• _YOUR GOAL_:
Show each line in the rows below that contains the word "patterned", copying every such line in full.

── RECORDS PROVIDED

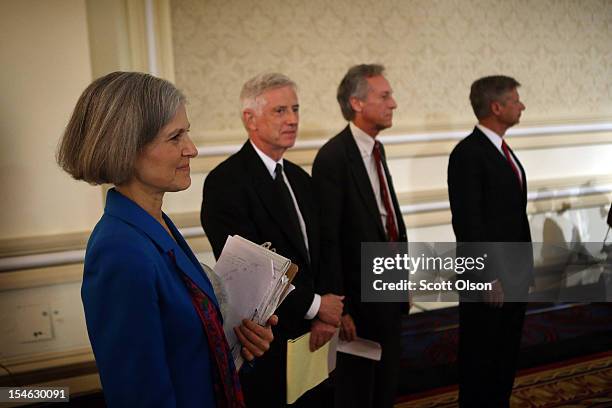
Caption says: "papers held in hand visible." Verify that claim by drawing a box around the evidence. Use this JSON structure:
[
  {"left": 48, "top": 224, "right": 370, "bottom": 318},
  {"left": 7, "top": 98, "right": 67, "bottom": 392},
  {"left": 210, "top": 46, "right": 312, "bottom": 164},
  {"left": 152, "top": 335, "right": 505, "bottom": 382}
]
[
  {"left": 338, "top": 337, "right": 382, "bottom": 361},
  {"left": 214, "top": 235, "right": 298, "bottom": 369}
]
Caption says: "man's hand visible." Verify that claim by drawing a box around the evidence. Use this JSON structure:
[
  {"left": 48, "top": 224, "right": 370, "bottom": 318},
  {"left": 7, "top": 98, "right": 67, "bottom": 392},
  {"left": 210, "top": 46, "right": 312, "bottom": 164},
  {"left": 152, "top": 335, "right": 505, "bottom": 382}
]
[
  {"left": 310, "top": 319, "right": 338, "bottom": 351},
  {"left": 484, "top": 279, "right": 504, "bottom": 307},
  {"left": 340, "top": 314, "right": 357, "bottom": 341},
  {"left": 234, "top": 315, "right": 278, "bottom": 361},
  {"left": 317, "top": 293, "right": 344, "bottom": 327}
]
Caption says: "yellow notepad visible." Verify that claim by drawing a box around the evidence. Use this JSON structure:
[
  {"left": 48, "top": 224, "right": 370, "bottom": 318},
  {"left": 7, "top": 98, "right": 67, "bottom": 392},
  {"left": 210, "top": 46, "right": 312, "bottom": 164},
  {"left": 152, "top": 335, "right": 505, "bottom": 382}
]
[{"left": 287, "top": 332, "right": 330, "bottom": 404}]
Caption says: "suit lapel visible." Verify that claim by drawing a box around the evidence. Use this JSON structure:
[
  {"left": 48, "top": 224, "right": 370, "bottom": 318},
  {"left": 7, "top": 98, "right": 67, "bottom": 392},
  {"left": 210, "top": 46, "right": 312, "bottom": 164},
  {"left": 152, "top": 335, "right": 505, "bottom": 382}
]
[
  {"left": 474, "top": 127, "right": 527, "bottom": 197},
  {"left": 105, "top": 189, "right": 219, "bottom": 307},
  {"left": 241, "top": 140, "right": 308, "bottom": 260},
  {"left": 342, "top": 126, "right": 386, "bottom": 240},
  {"left": 163, "top": 214, "right": 219, "bottom": 308},
  {"left": 285, "top": 165, "right": 319, "bottom": 262},
  {"left": 508, "top": 146, "right": 527, "bottom": 203},
  {"left": 380, "top": 143, "right": 406, "bottom": 241}
]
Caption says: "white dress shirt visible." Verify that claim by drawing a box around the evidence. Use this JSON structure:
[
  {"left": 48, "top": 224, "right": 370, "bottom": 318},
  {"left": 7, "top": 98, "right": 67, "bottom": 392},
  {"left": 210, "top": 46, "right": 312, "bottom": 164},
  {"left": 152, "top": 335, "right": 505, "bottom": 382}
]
[
  {"left": 249, "top": 140, "right": 321, "bottom": 320},
  {"left": 349, "top": 122, "right": 398, "bottom": 233},
  {"left": 476, "top": 123, "right": 523, "bottom": 185}
]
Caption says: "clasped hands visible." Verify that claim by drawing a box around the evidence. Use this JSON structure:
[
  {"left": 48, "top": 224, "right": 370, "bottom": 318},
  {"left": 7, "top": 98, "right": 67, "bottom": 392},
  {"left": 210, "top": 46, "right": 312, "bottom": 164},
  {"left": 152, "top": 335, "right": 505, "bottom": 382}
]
[
  {"left": 234, "top": 315, "right": 278, "bottom": 361},
  {"left": 310, "top": 293, "right": 344, "bottom": 351}
]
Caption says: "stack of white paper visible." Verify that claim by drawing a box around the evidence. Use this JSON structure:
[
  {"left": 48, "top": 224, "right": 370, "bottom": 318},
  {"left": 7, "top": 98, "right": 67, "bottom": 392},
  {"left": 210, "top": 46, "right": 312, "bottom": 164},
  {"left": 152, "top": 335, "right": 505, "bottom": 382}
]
[{"left": 214, "top": 235, "right": 297, "bottom": 369}]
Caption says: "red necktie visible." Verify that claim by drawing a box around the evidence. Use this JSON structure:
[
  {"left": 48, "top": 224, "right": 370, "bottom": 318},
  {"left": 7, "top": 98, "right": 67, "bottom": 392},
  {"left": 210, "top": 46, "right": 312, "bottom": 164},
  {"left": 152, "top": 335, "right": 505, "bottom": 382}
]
[
  {"left": 372, "top": 141, "right": 398, "bottom": 242},
  {"left": 502, "top": 140, "right": 523, "bottom": 187}
]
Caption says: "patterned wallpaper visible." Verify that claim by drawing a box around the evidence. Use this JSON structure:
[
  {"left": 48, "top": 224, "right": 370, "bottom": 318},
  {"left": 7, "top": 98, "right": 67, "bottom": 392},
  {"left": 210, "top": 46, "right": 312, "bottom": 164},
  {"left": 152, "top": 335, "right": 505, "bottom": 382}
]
[{"left": 171, "top": 0, "right": 612, "bottom": 142}]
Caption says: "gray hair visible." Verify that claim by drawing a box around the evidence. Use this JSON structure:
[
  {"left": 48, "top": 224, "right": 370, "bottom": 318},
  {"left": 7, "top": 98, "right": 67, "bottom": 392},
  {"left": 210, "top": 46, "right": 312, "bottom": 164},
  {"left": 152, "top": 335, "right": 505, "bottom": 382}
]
[
  {"left": 336, "top": 64, "right": 385, "bottom": 121},
  {"left": 470, "top": 75, "right": 521, "bottom": 120},
  {"left": 240, "top": 72, "right": 297, "bottom": 114},
  {"left": 56, "top": 71, "right": 185, "bottom": 185}
]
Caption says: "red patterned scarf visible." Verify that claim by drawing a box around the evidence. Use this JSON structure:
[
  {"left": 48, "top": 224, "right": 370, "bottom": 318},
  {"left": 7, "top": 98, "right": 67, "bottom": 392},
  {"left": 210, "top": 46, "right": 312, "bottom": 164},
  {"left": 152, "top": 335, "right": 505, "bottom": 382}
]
[{"left": 178, "top": 262, "right": 245, "bottom": 408}]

────

• _COMPLETE OUTPUT_:
Caption says: "patterned wallpaper visible." Verify that claim by drawing a box around the evidence. Use this JSON structure:
Caption says: "red patterned scarf visible." Verify that claim by drawing a box around the evidence. Use this JSON structure:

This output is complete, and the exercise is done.